(begin)
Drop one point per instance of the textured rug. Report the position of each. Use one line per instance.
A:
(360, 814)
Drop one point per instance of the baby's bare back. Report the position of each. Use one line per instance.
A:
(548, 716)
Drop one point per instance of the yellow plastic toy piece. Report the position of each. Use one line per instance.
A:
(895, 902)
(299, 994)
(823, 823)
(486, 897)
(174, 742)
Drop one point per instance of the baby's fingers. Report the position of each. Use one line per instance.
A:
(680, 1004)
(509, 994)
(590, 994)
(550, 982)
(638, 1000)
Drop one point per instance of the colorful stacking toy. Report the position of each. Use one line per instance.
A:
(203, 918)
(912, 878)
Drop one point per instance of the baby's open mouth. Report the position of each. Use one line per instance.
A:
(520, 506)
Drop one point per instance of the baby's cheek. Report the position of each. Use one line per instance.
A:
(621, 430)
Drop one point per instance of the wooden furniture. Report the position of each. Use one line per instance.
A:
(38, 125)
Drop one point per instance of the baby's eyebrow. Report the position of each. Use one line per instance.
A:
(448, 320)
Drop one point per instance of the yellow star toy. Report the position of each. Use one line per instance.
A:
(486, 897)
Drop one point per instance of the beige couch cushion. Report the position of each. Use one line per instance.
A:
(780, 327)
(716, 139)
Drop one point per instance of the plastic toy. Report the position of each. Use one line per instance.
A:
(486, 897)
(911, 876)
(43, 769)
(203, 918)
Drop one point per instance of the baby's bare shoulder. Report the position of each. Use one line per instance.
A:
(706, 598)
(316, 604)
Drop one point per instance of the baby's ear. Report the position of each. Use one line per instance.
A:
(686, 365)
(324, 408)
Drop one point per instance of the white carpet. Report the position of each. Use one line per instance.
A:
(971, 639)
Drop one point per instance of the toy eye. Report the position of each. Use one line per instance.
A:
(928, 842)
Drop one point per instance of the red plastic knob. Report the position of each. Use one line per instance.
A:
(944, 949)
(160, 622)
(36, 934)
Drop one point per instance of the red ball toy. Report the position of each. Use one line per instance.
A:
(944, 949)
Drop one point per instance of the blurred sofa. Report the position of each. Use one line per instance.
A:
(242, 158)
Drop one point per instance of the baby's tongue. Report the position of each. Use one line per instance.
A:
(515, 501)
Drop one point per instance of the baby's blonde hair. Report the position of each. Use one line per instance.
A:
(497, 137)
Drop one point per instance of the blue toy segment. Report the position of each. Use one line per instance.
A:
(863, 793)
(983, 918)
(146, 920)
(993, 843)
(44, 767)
(end)
Everything from the line with "Drop one point per instance of the baby's ear." to the end of the listing above needs to be duplicated exactly, both end lines included, with nothing more.

COMPLETE ANSWER
Drop one point per instance of the baby's ear. Report the position of each. Use one line per instance.
A:
(686, 365)
(324, 408)
Drop one point per instance of the white carpet. Report the position of each. Use one line per instance.
A:
(971, 639)
Drop one point per instance of the toy eye. Report the position of each. Use one line per instance.
A:
(928, 842)
Drop one point per instance of the red plastic knob. Report the position of each. Use one line per instance.
A:
(944, 949)
(160, 622)
(36, 934)
Drop one point per instance of the red ball toy. Report the position of each. Use one line per instance.
A:
(944, 949)
Drop one point per instance of the blurred sofa. Report the position of each. Use one line per instance.
A:
(242, 158)
Drop one point per instance of the baby's tongue. Report the position of each. Use one line per instance.
A:
(515, 501)
Drop one point per instance of the baby's blonde hair. Report the position of each. Use one line per instance.
A:
(497, 137)
Drop one point per instance of the blue toy segment. Report the position of each. Use one line per instance.
A:
(863, 793)
(983, 918)
(146, 920)
(993, 843)
(44, 767)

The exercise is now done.